**Consigne 1**
Résume en quatre phrases au plus le paragraphe de l'article sur la Constitution ivoirienne qui commence par « Le président Alassane Ouattara a pour projet ». Garde ses faits principaux.

**Texte fourni**
———
Votant ivoirien, Crédit photo, la croix.com
Votant ivoirien à Abobo (Nord d’Abidajn), Crédit photo, la-croix.com

Après les débats de l’élection présidentielle en Côte d’Ivoire remportée par Alassane Ouattara, d’autres débats s’annoncent très houleux. Il s’agit en l’occurrence de ceux relatifs à la modification de la Constitution. Pour l’heure, il n’est pas question d’imaginer les argumentaires qui se développeront pour ou contre ce projet, mais ce dernier soulève quand même certaines interrogations, notamment en faisant un retour dans le temps et en considérant l’œuvre posthume, « Quand on refuse on dit non », de ce génie littéraire que fut Ahmadou Kourouma.

Ahmadou Kourouma Crédit photo : rfi.fr
Ahmadou Kourouma Crédit photo : rfi.fr

Le président Alassane Ouattara a pour projet de proposer une modification de la Constitution ivoirienne pour la débarrasser selon lui, de « ses germes « confligènes » », qui seraient donc selon lui, la cause des différentes crises qu’a connues la Côte d’Ivoire. Dans cette Constitution, l’article 35 est celui qui est en ligne de mire des autorités ivoiriennes. Rappelons que cet article est relatif à l’éligibilité à la présidence de la République. Les trois phrases qui seraient la cause de tous les malheurs de la Côte d’Ivoire sont celles-ci : « Le candidat à l’élection présidentielle doit être Ivoirien d’origine, né de père et de mère eux-mêmes Ivoiriens d’origine. Il doit n’avoir jamais renoncé à la nationalité ivoirienne. Il ne doit  jamais s’être prévalu d’une autre nationalité. ». Apparemment, cet article exclurait certains Ivoiriens tentés de briguer la magistrature suprême.

De gauche à droite : Robert Gueï, Alassane Ouattara, Laurent Gbagbo et Henri Konan Bédié Crédit photo rfi.fr
De gauche à droite : Robert Gueï, Alassane Ouattara, Laurent Gbagbo et Henri Konan Bédié Crédit photo rfi.fr

Apparemment, parce que jusqu’à preuve du contraire, la Constitution de 2000, celle de laquelle est tirée cet article n’a jamais été imposée à aucun Ivoirien. Chaque citoyen en âge de voter a eu la possibilité d’exprimer son avis par rapport à cette Constitution lors du référendum du 23 juillet 2000 au terme duquel le « oui » l’a largement emporté sur le « non ». Et ce résultat était d’autant plus objectif et légitime que tous les partis politiques de Côte d’Ivoire, y compris les principaux que sont le PDCI* de Konan Bédié, le FPI* de Laurent Gbagbo et le RDR* d’Alassane Ouattara ont tous battu campagne pour le « OUI ». Maintenant d’où vient-il que cette Constitution est la cause des crises successives qui ont secoué la Côte d’Ivoire ? Sérieusement !
———
**Consigne 2**
Relève toutes les lignes ci-dessous qui contiennent la chaîne « strap », et recopie-les.

**Données source**
———
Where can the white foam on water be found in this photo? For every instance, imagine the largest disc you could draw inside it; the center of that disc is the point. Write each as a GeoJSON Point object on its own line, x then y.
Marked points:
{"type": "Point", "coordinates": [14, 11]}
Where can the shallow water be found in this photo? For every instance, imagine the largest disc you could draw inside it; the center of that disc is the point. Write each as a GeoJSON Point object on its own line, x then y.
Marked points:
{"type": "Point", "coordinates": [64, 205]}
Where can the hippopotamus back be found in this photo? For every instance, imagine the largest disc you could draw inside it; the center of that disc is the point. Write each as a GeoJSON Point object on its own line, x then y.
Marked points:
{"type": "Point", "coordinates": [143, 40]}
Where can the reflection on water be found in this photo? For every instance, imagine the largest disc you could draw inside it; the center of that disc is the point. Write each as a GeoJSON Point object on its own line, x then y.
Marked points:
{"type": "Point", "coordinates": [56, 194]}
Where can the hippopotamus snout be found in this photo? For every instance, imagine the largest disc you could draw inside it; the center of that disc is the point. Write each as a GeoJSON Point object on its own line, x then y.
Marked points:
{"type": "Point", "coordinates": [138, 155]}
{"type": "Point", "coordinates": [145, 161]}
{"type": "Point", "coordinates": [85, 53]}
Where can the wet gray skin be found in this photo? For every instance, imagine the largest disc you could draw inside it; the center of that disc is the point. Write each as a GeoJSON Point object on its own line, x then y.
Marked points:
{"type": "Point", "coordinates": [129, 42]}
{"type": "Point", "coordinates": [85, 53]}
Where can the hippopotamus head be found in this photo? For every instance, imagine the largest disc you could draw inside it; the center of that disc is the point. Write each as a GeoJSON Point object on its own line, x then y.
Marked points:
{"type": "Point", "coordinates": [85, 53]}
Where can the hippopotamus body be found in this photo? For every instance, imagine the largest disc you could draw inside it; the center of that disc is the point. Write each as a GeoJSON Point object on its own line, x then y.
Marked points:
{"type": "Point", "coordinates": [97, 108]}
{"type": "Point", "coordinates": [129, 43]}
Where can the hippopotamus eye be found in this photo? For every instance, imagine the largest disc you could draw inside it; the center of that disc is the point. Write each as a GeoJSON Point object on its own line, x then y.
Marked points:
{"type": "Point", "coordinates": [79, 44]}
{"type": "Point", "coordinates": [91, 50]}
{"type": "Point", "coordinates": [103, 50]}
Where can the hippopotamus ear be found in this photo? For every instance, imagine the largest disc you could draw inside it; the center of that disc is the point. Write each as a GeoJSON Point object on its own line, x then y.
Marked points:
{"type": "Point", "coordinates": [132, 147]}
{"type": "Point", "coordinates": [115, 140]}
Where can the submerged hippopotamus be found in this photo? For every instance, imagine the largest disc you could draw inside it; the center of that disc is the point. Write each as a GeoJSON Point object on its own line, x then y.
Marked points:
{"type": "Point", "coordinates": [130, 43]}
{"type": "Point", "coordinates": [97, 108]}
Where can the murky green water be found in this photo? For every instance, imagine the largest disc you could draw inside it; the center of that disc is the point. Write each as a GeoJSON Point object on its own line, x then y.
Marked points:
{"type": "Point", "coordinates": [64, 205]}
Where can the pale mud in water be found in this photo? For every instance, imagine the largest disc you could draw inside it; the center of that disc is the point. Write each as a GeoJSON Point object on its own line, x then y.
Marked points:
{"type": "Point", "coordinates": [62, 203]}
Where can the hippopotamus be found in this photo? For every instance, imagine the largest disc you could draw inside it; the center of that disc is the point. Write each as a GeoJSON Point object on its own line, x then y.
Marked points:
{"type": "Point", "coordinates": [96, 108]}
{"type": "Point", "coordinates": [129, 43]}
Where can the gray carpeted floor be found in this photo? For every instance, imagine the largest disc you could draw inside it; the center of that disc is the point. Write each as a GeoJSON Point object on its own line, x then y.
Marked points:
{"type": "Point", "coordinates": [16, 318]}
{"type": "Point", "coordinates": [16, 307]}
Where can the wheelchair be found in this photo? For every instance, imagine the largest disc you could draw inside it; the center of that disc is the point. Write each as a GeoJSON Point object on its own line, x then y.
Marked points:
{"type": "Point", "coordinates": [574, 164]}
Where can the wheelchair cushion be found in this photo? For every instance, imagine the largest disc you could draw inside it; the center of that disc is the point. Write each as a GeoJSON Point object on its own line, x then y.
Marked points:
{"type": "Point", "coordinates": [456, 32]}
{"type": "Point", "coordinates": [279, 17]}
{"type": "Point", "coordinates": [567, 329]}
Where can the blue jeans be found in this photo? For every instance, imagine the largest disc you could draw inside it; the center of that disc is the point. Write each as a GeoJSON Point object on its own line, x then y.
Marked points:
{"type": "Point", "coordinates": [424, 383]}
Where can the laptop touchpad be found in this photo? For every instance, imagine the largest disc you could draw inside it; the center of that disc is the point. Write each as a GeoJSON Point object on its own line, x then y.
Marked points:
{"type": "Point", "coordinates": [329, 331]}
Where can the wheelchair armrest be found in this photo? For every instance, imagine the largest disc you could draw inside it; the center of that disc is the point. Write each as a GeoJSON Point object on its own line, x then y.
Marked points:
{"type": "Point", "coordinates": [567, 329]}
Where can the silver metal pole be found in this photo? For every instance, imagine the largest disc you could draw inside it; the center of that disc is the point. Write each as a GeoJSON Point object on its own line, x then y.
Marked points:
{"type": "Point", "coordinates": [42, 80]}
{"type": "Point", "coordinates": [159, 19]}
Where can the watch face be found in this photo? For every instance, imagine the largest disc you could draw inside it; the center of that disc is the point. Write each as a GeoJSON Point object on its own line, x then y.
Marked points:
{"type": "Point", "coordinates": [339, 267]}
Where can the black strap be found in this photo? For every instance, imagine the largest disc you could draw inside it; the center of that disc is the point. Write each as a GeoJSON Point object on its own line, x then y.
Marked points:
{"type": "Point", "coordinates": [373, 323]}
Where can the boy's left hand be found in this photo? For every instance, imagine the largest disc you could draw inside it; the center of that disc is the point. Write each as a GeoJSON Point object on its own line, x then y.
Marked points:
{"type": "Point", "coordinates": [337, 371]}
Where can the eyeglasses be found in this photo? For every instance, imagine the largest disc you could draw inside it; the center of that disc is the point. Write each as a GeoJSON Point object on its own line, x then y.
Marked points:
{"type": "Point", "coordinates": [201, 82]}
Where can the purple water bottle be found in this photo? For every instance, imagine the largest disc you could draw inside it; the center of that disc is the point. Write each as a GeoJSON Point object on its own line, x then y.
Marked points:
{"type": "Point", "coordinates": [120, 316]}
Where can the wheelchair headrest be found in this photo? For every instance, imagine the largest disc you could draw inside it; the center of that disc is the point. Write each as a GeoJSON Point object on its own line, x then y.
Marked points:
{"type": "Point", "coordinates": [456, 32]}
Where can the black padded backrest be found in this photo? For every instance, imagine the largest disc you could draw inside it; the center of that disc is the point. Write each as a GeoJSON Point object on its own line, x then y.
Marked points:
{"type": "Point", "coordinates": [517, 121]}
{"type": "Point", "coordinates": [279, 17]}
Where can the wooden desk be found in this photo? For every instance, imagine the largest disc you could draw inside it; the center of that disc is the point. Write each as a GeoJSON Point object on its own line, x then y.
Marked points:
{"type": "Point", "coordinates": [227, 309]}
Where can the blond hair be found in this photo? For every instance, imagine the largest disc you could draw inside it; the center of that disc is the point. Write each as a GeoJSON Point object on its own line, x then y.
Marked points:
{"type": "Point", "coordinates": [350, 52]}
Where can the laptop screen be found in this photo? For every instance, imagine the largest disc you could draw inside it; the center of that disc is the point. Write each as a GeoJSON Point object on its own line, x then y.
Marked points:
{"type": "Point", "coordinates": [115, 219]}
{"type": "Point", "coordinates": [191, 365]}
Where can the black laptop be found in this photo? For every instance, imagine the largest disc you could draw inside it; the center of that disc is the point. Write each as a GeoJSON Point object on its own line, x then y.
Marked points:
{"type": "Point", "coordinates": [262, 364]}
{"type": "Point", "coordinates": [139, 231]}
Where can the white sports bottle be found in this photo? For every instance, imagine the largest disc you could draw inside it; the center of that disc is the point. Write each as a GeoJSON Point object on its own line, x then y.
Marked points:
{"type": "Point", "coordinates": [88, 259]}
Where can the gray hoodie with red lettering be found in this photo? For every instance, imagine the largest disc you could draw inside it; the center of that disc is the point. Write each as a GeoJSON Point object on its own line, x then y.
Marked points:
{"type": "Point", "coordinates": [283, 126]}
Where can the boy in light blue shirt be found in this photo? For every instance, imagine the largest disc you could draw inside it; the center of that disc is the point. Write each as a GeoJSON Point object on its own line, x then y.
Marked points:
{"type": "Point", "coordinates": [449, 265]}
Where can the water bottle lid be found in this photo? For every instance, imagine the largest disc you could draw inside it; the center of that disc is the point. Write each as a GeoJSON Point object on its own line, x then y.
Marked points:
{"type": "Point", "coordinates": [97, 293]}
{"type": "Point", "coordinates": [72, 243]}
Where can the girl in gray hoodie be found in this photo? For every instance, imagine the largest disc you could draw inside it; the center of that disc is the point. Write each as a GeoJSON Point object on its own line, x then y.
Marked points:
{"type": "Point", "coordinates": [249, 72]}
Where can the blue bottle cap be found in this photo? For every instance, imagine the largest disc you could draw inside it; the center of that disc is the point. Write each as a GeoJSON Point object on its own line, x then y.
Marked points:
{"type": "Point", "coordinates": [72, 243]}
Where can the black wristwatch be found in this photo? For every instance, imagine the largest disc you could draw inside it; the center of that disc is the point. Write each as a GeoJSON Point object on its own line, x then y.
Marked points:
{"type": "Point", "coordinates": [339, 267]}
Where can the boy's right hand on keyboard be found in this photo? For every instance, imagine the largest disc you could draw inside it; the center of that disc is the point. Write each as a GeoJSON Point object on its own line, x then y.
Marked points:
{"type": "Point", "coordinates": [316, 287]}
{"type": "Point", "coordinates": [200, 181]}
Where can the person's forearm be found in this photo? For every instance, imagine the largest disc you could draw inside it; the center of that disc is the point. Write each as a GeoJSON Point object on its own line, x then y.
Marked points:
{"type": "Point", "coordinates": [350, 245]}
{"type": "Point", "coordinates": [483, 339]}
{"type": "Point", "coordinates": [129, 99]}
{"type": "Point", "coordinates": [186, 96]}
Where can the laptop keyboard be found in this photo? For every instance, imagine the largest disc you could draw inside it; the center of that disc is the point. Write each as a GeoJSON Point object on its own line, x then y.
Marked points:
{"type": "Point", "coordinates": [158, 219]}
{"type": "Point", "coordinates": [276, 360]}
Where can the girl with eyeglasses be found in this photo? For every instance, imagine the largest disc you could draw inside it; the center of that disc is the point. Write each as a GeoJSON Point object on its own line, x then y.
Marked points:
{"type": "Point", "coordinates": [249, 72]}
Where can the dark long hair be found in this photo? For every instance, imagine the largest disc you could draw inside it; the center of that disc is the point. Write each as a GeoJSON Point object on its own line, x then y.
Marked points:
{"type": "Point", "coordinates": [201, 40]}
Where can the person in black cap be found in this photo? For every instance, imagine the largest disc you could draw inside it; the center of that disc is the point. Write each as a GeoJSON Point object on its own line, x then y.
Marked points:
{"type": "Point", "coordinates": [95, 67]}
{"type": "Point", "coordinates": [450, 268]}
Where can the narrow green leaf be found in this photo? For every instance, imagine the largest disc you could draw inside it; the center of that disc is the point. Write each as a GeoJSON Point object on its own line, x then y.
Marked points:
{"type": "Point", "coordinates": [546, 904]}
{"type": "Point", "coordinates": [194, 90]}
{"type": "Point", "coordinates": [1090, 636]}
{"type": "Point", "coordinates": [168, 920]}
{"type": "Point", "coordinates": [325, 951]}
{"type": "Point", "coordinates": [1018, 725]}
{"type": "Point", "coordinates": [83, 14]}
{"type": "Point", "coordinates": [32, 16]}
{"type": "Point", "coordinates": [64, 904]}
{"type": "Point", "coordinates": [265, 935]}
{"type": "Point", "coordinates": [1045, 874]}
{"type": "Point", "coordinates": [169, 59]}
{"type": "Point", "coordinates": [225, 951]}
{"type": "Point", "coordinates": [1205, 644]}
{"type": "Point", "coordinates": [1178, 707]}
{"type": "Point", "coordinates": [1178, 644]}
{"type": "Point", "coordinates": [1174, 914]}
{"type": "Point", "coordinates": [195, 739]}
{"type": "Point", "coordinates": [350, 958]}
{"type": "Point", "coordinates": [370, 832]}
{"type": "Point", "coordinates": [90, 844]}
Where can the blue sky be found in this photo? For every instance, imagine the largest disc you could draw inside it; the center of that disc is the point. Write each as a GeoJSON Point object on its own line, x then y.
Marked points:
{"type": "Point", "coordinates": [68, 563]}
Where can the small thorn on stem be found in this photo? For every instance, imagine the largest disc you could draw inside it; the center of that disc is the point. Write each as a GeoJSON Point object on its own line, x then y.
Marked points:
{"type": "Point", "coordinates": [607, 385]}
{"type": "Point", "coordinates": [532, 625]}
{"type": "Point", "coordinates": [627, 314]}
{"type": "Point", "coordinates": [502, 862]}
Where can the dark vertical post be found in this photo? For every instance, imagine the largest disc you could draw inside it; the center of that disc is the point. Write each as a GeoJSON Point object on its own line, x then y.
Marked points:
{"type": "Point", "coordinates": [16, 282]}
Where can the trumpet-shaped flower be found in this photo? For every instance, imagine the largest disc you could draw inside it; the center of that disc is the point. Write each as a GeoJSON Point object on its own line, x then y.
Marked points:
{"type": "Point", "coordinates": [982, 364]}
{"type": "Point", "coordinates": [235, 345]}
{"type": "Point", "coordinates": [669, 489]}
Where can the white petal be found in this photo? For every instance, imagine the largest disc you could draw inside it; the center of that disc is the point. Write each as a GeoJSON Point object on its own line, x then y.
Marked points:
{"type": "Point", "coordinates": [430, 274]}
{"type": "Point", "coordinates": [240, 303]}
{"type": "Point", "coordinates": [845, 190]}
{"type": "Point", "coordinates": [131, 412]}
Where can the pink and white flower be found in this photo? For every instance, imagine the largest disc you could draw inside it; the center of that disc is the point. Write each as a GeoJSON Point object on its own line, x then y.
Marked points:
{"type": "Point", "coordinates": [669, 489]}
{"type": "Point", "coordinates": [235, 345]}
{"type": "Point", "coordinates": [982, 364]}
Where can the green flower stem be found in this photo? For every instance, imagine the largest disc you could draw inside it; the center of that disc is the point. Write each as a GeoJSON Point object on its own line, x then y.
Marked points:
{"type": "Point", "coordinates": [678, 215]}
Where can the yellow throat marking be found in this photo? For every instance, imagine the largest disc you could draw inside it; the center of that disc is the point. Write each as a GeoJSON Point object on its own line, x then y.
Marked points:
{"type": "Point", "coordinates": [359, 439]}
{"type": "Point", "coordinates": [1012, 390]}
———
**Réponse 1**
Alassane Ouattara veut proposer une modification de la Constitution ivoirienne pour la débarrasser de germes qu'il juge « confligènes ». Selon lui, ce sont eux qui ont causé les différentes crises du pays. L'article visé est le 35, sur l'éligibilité à la présidence : le candidat doit être Ivoirien d'origine, né de père et de mère eux-mêmes Ivoiriens d'origine, ne jamais avoir renoncé à la nationalité ivoirienne et ne jamais s'être prévalu d'une autre nationalité. Apparemment, cet article exclurait certains Ivoiriens tentés de briguer la présidence.

**Réponse 2**
Where can the black strap be found in this photo? For every instance, imagine the largest disc you could draw inside it; the center of that disc is the point. Write each as a GeoJSON Point object on its own line, x then y.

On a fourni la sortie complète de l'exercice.